SOURCE DOCUMENT:
Flying to Vegas is like a box of chocolates. As Forrest would say, you never know what you’re gonna get. I have to admit though, the drunk dude sitting one row behind me is kind of entertaining. And by kind of entertaining, I mean thank God he’s not sitting next to me for the next 3 ½ hours. A girl can only listen to someone slur on and on about what a great gig Tiger Woods had before he got caught cheating on his wife for so long.
Even if I wanted to ignore him, I couldn’t; drunk dude is a REALLY LOUD TALKER. So loud, even the passengers in the aisle in front me know all about the profession he would choose if he could: gynecologist.
As annoying as drunk dude is to all of us, no one could possibly be more annoyed than the two poor girls who won the unfortunate pleasure of sitting next to him.
Drunk Dude:“Who do you think is hotter? Toby McGuire or Jake Gyllenhaal?”
Poor Girl #1: “Um, I don’t know. Who are those people?”
Drunk Dude:“You know, Spider Man or the guy who was getting boned in Brokeback Mountain.”

Excerpts of pointing data:
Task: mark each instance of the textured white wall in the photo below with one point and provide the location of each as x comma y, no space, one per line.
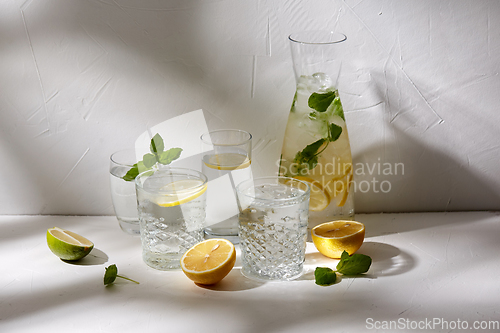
81,79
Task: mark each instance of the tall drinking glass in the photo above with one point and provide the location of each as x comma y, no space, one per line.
171,205
226,162
123,192
273,227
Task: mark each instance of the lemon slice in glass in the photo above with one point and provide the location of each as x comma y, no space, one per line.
227,161
68,245
181,191
208,262
333,238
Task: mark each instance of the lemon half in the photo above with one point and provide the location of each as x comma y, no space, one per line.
68,245
208,262
333,238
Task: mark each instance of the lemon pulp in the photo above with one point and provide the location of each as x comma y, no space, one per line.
181,191
333,238
209,261
228,161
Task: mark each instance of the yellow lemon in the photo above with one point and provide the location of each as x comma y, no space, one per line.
333,238
228,161
67,245
319,198
208,262
181,191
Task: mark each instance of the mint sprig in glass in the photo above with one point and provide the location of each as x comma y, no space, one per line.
158,155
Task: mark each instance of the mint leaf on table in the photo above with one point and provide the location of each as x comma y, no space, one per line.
170,155
157,156
325,276
334,132
348,265
321,101
111,274
353,265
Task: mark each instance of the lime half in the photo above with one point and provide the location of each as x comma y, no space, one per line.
67,245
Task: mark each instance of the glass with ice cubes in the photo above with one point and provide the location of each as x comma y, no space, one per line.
273,223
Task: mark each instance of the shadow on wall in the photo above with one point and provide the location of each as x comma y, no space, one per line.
89,62
408,169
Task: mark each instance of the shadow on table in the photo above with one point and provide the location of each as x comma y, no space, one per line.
235,281
95,257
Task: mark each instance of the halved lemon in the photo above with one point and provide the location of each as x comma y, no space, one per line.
181,191
68,245
208,262
228,161
319,198
333,238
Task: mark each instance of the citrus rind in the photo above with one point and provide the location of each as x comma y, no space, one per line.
209,261
68,245
336,243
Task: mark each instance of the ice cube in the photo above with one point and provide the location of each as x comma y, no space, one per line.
319,82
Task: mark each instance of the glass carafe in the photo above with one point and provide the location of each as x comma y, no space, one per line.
316,146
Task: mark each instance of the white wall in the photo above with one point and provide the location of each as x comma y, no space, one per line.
80,79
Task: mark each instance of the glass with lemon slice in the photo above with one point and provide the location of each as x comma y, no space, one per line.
226,161
171,205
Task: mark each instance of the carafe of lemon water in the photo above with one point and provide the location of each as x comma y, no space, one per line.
316,146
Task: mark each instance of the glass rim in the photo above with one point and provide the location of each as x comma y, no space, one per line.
175,171
113,159
272,181
239,143
300,37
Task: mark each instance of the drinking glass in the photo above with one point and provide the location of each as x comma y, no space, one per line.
123,192
226,161
171,206
273,227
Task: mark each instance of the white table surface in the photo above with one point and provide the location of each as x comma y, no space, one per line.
427,267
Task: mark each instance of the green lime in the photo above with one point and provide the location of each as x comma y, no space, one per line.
67,245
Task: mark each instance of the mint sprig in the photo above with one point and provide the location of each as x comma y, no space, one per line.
111,274
157,156
321,102
355,264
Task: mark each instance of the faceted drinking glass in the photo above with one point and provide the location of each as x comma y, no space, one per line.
273,227
171,206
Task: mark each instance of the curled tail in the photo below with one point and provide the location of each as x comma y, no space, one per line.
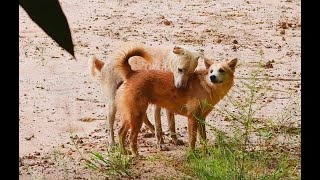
95,64
125,53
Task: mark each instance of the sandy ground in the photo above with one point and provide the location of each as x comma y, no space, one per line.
56,91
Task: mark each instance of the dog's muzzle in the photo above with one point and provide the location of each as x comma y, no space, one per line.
214,79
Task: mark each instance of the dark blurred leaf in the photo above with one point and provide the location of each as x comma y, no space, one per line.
50,17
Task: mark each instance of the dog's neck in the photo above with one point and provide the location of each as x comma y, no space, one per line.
216,91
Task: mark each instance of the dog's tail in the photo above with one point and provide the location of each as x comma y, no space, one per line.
123,55
95,64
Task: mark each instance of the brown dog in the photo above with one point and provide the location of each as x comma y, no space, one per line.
142,88
182,61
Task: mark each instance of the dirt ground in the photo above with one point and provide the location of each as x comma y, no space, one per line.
56,91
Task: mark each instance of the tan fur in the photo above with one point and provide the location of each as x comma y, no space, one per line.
164,58
157,87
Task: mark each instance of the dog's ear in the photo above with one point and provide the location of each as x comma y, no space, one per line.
232,63
207,62
201,53
178,50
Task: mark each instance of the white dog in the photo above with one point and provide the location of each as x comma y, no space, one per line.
180,60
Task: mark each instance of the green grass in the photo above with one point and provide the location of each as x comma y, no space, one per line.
235,155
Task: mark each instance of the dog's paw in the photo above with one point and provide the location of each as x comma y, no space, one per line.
162,147
148,135
177,142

REQUIRED TASKS:
1. In the Vegas flight post, what profession does the drunk passenger say he would choose if he could?
2. Quote the passage of the Vegas flight post starting at "As annoying as" and ending at "next to him.".

ANSWERS FOR THE TASKS:
1. Gynecologist.

2.
As annoying as drunk dude is to all of us, no one could possibly be more annoyed than the two poor girls who won the unfortunate pleasure of sitting next to him.